__Prompt__. Please restate word for word, and with nothing added, the lines that run from the one holding "target: black pants" to the end of the entries below.

(Recorded data)

[Start of Attachment]

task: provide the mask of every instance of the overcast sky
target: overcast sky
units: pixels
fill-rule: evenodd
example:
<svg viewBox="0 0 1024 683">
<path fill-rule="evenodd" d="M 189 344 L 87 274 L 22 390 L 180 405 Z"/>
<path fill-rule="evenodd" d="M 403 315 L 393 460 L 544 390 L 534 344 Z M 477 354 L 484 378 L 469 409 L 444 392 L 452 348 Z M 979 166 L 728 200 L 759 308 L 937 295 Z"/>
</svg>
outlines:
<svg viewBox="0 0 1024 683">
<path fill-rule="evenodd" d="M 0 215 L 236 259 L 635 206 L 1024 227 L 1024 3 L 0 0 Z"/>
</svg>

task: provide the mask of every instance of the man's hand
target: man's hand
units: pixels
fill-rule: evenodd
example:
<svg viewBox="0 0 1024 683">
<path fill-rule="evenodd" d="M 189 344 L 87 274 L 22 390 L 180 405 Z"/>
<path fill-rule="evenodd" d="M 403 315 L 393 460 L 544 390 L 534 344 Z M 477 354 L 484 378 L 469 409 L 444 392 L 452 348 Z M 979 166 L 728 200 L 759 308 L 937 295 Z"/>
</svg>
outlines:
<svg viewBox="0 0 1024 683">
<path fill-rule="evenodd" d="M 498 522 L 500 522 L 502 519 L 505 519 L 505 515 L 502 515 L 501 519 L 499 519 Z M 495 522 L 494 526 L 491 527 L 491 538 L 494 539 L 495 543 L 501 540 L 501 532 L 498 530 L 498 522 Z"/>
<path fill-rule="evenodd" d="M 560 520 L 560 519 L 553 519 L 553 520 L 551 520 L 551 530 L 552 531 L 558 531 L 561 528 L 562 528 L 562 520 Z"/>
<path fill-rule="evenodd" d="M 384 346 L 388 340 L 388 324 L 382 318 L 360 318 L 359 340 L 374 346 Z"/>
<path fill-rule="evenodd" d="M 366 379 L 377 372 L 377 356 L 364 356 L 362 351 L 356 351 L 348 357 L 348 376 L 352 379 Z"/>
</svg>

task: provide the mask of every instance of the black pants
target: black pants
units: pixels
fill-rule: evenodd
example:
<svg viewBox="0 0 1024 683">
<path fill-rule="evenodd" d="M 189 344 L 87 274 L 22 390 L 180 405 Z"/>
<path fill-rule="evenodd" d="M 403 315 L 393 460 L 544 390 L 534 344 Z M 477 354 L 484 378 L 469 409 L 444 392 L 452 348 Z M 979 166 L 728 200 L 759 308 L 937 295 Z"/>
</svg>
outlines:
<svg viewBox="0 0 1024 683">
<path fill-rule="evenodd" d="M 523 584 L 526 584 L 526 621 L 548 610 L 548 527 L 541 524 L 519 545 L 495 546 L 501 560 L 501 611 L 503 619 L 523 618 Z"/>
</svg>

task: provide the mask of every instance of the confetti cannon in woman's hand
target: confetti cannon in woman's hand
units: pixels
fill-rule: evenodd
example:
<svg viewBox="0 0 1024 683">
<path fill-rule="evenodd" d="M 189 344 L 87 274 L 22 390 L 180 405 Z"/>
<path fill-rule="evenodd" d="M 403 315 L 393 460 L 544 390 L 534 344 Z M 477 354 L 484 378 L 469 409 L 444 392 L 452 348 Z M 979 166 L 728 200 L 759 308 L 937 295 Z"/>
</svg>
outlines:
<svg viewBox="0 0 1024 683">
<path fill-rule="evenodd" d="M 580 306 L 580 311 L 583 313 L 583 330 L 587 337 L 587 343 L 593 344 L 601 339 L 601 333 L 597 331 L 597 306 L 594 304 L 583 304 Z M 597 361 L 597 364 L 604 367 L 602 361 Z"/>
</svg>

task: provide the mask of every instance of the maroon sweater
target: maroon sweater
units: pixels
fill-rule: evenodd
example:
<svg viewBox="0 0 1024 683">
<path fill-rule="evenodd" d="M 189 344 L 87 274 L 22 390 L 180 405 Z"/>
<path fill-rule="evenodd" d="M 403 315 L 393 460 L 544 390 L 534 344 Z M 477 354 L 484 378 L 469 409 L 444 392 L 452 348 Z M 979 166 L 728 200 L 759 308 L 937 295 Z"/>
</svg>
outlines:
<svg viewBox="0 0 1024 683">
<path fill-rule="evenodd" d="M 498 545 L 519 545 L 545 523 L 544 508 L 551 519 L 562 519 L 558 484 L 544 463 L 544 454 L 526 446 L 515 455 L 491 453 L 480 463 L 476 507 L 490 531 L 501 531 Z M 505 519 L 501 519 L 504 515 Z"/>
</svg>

[End of Attachment]

__Final answer__.
target: black pants
units: pixels
fill-rule: evenodd
example:
<svg viewBox="0 0 1024 683">
<path fill-rule="evenodd" d="M 189 344 L 87 274 L 22 390 L 180 405 Z"/>
<path fill-rule="evenodd" d="M 403 315 L 393 460 L 544 390 L 534 344 Z M 477 354 L 484 378 L 469 409 L 444 392 L 452 348 Z M 979 166 L 728 200 L 759 308 L 937 295 Z"/>
</svg>
outlines:
<svg viewBox="0 0 1024 683">
<path fill-rule="evenodd" d="M 523 584 L 526 584 L 526 621 L 548 610 L 548 527 L 541 524 L 519 545 L 495 546 L 501 560 L 501 611 L 503 619 L 523 618 Z"/>
</svg>

task: provide the mask of every instance of the confetti cannon in woman's hand
target: confetti cannon in woman's hand
units: pixels
fill-rule: evenodd
example:
<svg viewBox="0 0 1024 683">
<path fill-rule="evenodd" d="M 189 344 L 87 274 L 22 390 L 180 405 Z"/>
<path fill-rule="evenodd" d="M 403 315 L 393 460 L 544 390 L 534 344 Z M 477 354 L 484 378 L 469 409 L 444 392 L 452 348 Z M 979 166 L 728 200 L 759 308 L 937 295 Z"/>
</svg>
outlines:
<svg viewBox="0 0 1024 683">
<path fill-rule="evenodd" d="M 580 306 L 580 311 L 583 313 L 583 330 L 587 337 L 587 343 L 593 344 L 601 339 L 601 333 L 597 331 L 597 306 L 594 304 L 583 304 Z M 597 361 L 597 364 L 604 367 L 602 361 Z"/>
</svg>

task: provide the mask of every instance of the maroon sweater
target: maroon sweater
units: pixels
fill-rule: evenodd
example:
<svg viewBox="0 0 1024 683">
<path fill-rule="evenodd" d="M 189 344 L 87 274 L 22 390 L 180 405 Z"/>
<path fill-rule="evenodd" d="M 403 315 L 393 460 L 544 390 L 534 344 Z M 477 354 L 484 378 L 469 409 L 444 392 L 452 348 Z M 979 166 L 728 200 L 759 308 L 937 295 Z"/>
</svg>
outlines:
<svg viewBox="0 0 1024 683">
<path fill-rule="evenodd" d="M 498 545 L 519 545 L 545 523 L 544 508 L 551 519 L 562 519 L 558 484 L 544 463 L 544 454 L 526 446 L 515 455 L 491 453 L 480 463 L 476 507 L 490 531 L 501 531 Z M 505 519 L 501 519 L 504 515 Z"/>
</svg>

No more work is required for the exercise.